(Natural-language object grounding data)
────────────────────────────────────────

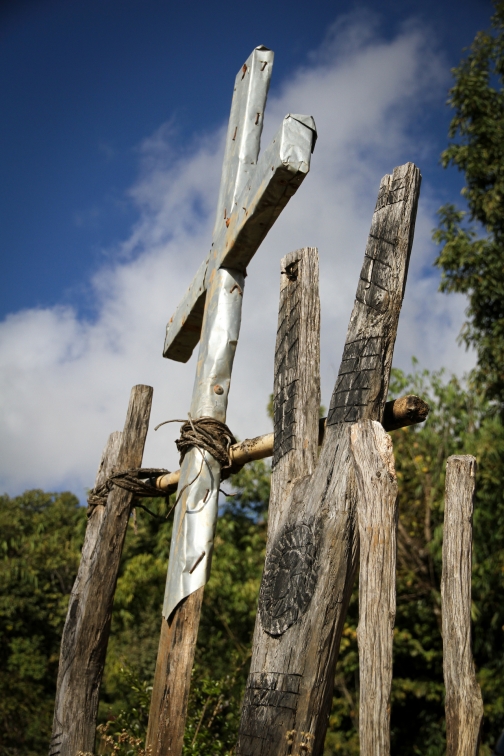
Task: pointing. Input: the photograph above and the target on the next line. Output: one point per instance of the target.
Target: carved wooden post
(464, 704)
(289, 690)
(377, 520)
(87, 626)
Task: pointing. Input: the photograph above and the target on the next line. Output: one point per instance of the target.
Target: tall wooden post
(377, 520)
(464, 704)
(87, 626)
(289, 690)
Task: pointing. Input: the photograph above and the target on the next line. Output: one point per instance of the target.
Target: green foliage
(40, 539)
(459, 422)
(42, 533)
(471, 258)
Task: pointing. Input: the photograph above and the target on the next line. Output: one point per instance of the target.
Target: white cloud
(65, 382)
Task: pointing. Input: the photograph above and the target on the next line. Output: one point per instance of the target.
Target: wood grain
(168, 709)
(289, 691)
(464, 704)
(85, 635)
(296, 408)
(377, 521)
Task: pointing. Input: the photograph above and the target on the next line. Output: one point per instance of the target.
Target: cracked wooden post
(464, 704)
(289, 689)
(377, 520)
(85, 635)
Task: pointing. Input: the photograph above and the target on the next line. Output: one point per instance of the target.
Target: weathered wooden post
(301, 613)
(252, 194)
(87, 626)
(377, 521)
(464, 704)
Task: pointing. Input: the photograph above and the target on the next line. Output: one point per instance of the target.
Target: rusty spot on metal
(198, 560)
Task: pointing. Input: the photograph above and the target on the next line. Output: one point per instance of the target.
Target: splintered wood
(87, 626)
(377, 520)
(312, 548)
(464, 704)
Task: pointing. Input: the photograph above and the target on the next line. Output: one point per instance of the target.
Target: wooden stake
(87, 626)
(377, 520)
(464, 704)
(170, 693)
(313, 545)
(399, 413)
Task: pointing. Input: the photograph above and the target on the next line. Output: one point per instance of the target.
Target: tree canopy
(472, 240)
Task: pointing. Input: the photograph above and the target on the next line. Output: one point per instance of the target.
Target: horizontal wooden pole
(399, 413)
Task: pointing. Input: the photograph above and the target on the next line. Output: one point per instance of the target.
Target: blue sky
(111, 135)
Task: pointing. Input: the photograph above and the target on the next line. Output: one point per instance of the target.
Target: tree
(472, 254)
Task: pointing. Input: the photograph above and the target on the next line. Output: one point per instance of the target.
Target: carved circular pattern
(290, 576)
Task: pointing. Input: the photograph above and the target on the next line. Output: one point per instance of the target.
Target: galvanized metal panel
(251, 198)
(196, 513)
(245, 127)
(184, 328)
(280, 171)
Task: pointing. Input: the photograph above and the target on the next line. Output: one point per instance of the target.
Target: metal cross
(252, 194)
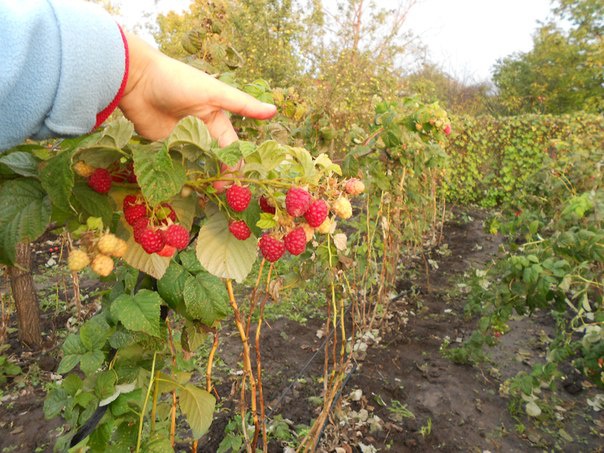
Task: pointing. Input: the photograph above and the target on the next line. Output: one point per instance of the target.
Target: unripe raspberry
(177, 236)
(238, 197)
(120, 249)
(342, 208)
(240, 230)
(317, 213)
(297, 201)
(134, 212)
(102, 265)
(82, 169)
(354, 186)
(327, 227)
(266, 206)
(271, 248)
(295, 241)
(309, 231)
(100, 180)
(78, 260)
(107, 244)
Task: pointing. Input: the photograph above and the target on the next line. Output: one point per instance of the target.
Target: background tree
(563, 71)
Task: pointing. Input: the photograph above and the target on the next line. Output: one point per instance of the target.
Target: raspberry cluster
(300, 216)
(98, 253)
(156, 230)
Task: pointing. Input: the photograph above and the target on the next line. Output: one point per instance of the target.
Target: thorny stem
(246, 359)
(141, 417)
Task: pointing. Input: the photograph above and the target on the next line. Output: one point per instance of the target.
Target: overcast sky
(464, 37)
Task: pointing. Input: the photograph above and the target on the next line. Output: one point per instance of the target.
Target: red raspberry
(100, 180)
(238, 197)
(271, 248)
(297, 201)
(168, 251)
(295, 241)
(317, 213)
(240, 230)
(177, 236)
(152, 241)
(129, 200)
(134, 212)
(265, 205)
(165, 212)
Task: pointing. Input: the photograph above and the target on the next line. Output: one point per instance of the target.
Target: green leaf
(24, 215)
(95, 204)
(192, 135)
(21, 163)
(171, 285)
(198, 407)
(95, 332)
(91, 361)
(57, 179)
(105, 384)
(223, 255)
(206, 298)
(159, 177)
(139, 312)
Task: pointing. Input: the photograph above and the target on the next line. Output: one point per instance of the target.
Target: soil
(450, 407)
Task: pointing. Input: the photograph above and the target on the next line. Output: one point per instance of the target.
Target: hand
(161, 91)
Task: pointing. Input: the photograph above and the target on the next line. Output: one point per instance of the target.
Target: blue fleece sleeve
(62, 63)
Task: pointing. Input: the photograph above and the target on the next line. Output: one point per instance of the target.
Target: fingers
(228, 98)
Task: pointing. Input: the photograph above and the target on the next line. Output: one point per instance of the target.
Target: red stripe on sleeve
(104, 114)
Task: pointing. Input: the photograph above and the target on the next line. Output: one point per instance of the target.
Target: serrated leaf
(159, 177)
(95, 204)
(206, 298)
(193, 134)
(171, 286)
(198, 407)
(223, 255)
(140, 312)
(57, 179)
(95, 332)
(21, 163)
(24, 214)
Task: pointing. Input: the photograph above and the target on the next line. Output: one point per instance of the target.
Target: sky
(464, 37)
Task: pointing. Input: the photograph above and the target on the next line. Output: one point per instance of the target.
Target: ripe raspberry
(78, 260)
(240, 230)
(295, 241)
(83, 169)
(266, 206)
(238, 197)
(297, 201)
(354, 186)
(177, 236)
(342, 208)
(102, 265)
(152, 241)
(107, 244)
(271, 248)
(165, 212)
(168, 251)
(317, 213)
(100, 180)
(134, 212)
(120, 249)
(129, 200)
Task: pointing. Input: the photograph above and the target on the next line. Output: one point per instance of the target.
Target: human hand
(161, 91)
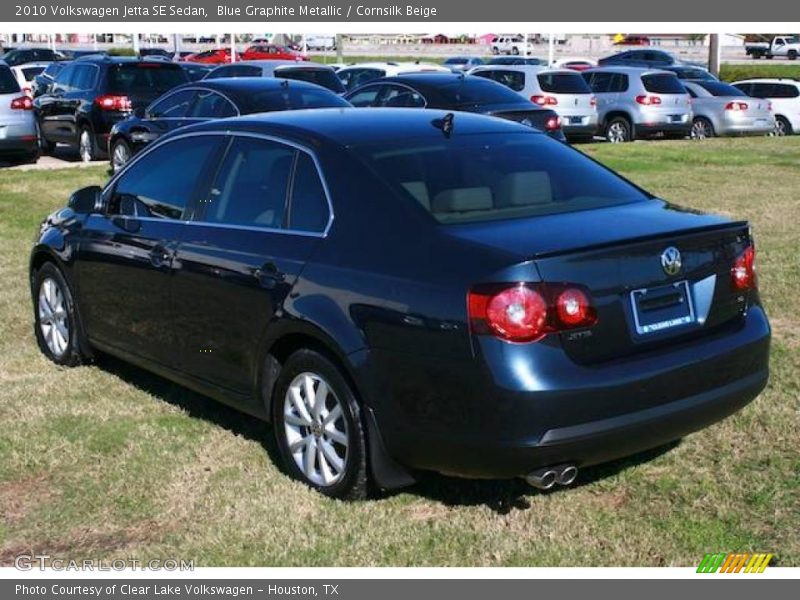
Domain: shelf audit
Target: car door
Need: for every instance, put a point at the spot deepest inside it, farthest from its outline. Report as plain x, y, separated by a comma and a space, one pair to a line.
49, 108
241, 256
126, 254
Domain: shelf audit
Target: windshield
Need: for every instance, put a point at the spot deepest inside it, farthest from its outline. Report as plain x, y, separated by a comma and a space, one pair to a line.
488, 177
324, 77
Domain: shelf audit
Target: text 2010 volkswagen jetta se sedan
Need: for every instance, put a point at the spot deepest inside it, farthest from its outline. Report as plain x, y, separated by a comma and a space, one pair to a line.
401, 289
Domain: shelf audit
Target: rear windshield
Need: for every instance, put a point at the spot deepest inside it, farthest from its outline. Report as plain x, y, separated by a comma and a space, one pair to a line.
291, 98
489, 177
474, 90
8, 83
563, 83
324, 77
663, 84
717, 88
144, 78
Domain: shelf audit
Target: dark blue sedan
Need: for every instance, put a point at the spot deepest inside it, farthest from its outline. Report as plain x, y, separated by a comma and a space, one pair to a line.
408, 289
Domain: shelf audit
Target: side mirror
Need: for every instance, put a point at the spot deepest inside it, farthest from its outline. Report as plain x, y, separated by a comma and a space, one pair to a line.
86, 200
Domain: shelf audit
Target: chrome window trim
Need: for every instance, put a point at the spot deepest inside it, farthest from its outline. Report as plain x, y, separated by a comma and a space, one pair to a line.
158, 143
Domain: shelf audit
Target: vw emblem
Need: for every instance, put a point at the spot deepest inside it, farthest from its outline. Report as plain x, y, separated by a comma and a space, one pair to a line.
671, 261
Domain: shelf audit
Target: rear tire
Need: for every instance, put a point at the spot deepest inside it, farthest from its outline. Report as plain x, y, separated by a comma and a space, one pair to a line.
56, 323
619, 130
318, 427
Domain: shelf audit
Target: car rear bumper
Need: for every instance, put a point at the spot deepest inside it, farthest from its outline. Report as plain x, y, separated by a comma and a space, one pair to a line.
461, 424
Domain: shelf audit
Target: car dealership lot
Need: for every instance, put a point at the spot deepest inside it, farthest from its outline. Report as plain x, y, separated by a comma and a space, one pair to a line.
110, 461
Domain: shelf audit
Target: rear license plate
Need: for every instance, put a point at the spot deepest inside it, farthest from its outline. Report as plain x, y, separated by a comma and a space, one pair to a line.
661, 308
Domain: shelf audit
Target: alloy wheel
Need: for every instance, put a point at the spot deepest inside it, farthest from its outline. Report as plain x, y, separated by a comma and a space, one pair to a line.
316, 429
53, 317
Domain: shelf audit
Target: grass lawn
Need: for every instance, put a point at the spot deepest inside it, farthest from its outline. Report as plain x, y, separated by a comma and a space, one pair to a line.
107, 461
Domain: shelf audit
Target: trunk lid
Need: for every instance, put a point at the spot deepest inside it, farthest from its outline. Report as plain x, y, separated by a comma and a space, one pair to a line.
616, 254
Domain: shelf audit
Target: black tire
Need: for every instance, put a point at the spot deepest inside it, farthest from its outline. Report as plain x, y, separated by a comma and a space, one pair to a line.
72, 354
619, 130
353, 481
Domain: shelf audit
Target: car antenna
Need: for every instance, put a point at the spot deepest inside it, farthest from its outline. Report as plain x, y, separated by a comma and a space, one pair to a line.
445, 124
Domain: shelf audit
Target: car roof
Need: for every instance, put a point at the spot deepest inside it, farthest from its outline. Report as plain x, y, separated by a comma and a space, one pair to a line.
355, 126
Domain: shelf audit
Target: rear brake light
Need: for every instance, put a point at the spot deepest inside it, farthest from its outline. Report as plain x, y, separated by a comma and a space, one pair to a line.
112, 102
736, 106
544, 100
743, 272
553, 124
527, 312
648, 100
22, 103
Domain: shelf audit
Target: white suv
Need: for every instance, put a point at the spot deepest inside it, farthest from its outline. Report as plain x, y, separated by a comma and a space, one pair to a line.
508, 44
785, 97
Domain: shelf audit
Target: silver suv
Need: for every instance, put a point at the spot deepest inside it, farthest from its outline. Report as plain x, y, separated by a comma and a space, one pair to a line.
634, 103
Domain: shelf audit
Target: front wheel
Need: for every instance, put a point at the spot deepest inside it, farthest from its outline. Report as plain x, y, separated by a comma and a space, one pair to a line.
55, 318
318, 426
619, 130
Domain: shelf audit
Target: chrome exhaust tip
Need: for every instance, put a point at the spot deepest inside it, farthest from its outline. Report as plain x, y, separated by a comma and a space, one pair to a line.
567, 475
542, 479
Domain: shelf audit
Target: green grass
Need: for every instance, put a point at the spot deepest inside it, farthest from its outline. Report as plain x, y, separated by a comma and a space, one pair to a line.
109, 461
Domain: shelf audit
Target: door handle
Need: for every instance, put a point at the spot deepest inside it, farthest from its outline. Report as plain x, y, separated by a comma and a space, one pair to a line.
268, 275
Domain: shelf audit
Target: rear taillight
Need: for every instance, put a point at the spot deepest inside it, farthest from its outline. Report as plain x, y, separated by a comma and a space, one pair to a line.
553, 123
743, 273
113, 102
544, 100
525, 312
736, 106
22, 103
648, 100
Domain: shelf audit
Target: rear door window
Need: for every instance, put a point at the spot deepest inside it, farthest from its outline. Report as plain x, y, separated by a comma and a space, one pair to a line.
252, 186
514, 80
661, 83
563, 83
163, 183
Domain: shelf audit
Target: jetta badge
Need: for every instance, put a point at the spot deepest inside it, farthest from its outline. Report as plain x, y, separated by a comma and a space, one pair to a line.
671, 261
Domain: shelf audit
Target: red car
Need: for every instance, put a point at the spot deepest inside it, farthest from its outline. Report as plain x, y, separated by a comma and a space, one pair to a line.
271, 52
221, 56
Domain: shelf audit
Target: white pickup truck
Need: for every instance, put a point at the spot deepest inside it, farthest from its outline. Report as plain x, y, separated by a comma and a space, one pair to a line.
782, 45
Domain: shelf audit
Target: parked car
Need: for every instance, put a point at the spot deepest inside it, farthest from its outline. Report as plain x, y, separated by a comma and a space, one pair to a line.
21, 56
398, 290
690, 73
18, 139
720, 109
633, 103
90, 95
196, 71
509, 44
25, 74
459, 64
784, 94
220, 56
782, 46
640, 58
316, 73
272, 52
41, 83
563, 91
515, 60
212, 99
575, 64
449, 91
353, 76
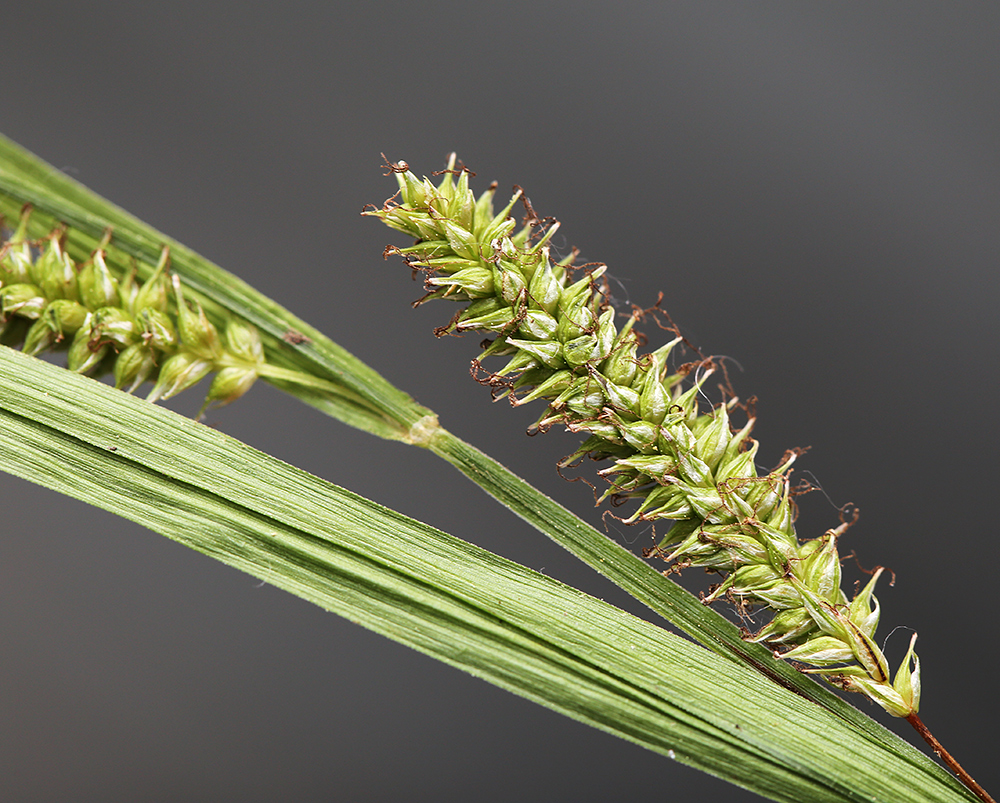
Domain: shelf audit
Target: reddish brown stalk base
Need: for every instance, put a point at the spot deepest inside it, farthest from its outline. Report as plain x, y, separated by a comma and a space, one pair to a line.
946, 757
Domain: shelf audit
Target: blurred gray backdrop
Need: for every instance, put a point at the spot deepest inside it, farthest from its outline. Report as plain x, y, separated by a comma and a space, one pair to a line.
814, 187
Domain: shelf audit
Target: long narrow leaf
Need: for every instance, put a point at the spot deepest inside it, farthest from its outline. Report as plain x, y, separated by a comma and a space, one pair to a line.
513, 627
373, 404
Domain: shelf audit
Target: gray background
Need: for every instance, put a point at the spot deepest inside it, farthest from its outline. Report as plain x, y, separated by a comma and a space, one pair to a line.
815, 188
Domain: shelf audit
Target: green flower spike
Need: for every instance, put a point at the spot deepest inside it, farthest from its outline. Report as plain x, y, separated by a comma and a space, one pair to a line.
689, 468
108, 321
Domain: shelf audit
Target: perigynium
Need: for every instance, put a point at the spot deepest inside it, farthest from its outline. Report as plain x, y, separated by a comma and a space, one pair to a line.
109, 322
691, 469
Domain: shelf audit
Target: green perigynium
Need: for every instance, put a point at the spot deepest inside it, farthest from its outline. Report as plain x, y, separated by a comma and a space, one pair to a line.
694, 470
109, 322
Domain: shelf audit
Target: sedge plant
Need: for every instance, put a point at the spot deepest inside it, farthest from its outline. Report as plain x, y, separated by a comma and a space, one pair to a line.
81, 275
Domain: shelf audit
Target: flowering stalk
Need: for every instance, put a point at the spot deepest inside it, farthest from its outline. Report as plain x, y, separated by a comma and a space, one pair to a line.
109, 322
690, 468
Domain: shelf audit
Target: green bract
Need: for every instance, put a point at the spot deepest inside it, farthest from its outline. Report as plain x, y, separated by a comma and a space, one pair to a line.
109, 322
691, 469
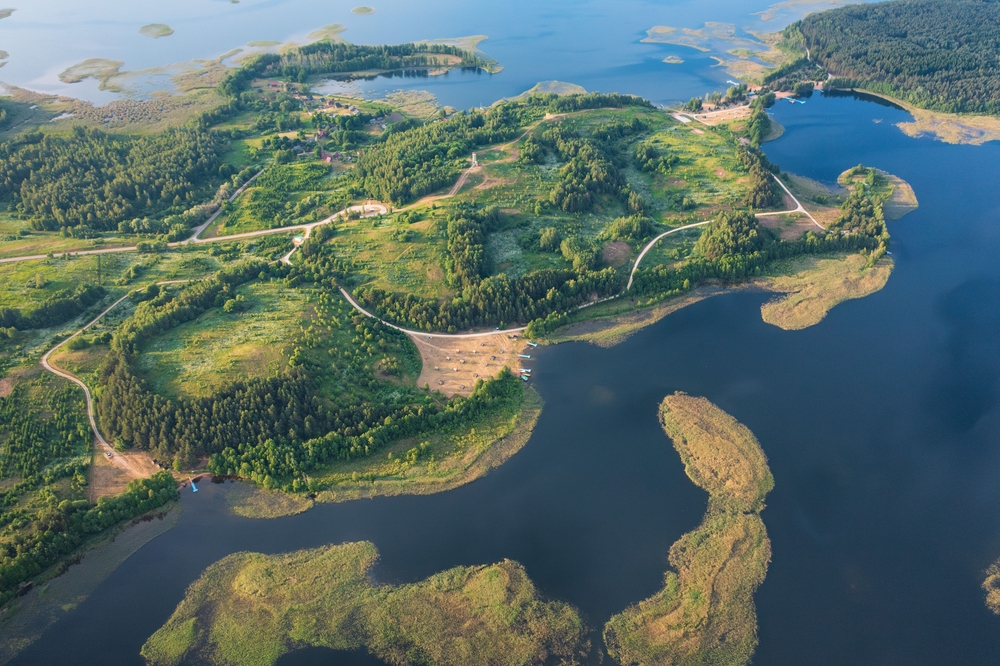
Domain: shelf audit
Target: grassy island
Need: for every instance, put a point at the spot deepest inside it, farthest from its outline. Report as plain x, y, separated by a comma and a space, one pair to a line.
256, 260
705, 613
156, 30
992, 588
250, 609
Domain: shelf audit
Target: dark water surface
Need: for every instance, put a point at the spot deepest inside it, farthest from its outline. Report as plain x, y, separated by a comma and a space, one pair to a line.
880, 424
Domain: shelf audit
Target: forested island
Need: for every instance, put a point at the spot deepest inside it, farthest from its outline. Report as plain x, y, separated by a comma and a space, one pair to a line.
231, 244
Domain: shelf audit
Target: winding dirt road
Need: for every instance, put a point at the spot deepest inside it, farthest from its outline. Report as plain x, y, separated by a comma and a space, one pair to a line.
116, 460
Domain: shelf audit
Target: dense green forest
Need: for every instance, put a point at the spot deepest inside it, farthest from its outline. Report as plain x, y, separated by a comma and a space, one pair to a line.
943, 56
96, 180
275, 429
44, 513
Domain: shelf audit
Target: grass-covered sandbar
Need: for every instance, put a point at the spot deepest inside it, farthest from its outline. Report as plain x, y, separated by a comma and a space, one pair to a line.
705, 612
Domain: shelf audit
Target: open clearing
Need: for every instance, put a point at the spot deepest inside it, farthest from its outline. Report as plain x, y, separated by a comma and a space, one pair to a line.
454, 365
201, 356
705, 613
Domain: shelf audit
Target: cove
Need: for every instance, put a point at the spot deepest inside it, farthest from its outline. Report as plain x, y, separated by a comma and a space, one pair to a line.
879, 424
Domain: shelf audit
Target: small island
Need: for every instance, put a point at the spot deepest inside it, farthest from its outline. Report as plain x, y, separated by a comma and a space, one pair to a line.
705, 613
156, 30
251, 608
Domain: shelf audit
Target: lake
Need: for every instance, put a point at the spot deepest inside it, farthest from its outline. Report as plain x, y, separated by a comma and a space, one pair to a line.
880, 423
593, 44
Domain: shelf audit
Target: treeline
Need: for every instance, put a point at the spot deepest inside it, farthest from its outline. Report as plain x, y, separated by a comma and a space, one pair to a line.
570, 103
266, 463
411, 164
252, 411
56, 309
31, 440
936, 55
329, 57
467, 229
590, 167
98, 180
63, 527
763, 192
498, 300
735, 247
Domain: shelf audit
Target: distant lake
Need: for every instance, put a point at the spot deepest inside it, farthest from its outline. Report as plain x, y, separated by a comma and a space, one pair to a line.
593, 44
881, 423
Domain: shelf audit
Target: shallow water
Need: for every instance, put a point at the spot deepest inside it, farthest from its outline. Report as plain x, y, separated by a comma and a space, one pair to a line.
594, 44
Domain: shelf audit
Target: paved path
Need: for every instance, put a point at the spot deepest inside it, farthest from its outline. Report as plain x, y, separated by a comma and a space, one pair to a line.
208, 223
423, 333
798, 209
371, 210
649, 246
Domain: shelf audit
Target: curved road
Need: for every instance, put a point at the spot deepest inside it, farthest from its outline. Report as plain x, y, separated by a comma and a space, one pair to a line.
118, 461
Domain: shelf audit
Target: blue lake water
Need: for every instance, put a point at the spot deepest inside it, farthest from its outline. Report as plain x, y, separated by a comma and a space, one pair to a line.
595, 44
880, 423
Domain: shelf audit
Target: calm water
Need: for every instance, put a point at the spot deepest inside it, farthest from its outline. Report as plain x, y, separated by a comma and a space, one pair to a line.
880, 423
594, 44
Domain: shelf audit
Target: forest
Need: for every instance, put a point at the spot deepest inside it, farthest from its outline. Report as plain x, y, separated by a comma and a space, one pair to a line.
735, 247
329, 57
97, 180
943, 56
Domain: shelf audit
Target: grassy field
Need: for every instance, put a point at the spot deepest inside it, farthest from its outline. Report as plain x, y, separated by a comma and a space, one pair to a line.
705, 612
285, 195
201, 356
815, 285
251, 608
442, 461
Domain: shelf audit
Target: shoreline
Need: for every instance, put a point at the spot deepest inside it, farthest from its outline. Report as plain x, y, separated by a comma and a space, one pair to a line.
28, 617
953, 128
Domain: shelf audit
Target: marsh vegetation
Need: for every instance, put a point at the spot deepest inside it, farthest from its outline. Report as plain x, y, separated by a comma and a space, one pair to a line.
705, 613
251, 608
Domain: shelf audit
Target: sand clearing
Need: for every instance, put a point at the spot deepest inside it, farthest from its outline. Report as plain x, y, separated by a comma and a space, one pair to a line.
454, 365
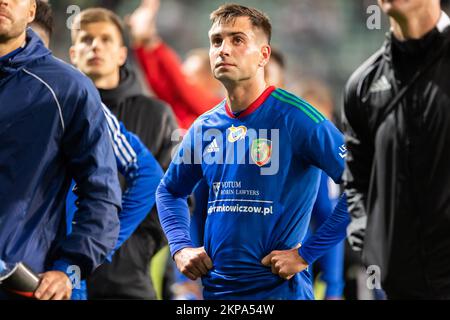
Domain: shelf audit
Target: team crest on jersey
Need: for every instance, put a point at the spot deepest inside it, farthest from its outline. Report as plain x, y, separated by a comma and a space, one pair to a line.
237, 133
261, 151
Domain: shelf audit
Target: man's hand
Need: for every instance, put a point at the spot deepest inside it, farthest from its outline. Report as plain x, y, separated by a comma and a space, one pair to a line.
54, 285
285, 263
142, 23
356, 232
193, 262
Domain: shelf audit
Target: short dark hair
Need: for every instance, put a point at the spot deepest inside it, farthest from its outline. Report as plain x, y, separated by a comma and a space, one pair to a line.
229, 12
93, 15
44, 17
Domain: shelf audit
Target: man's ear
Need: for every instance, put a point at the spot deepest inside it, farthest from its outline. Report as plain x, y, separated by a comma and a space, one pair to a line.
265, 55
123, 54
32, 11
72, 55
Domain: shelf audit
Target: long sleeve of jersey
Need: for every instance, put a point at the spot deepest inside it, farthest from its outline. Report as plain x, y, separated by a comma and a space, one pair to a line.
332, 231
322, 145
142, 174
162, 69
179, 181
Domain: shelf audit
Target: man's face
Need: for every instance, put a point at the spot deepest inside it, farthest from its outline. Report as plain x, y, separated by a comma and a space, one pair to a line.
98, 50
14, 17
395, 8
237, 50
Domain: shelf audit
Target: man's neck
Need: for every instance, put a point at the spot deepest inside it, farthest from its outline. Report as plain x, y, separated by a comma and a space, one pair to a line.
241, 96
107, 82
416, 25
11, 45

────────────────────────────────────────

◆ **Assignment**
Search the data for the string "sedan" and copy out every line where it is found.

◆ **Answer below**
Target: text 2010 volkswagen jetta se sedan
Target: dark blue sedan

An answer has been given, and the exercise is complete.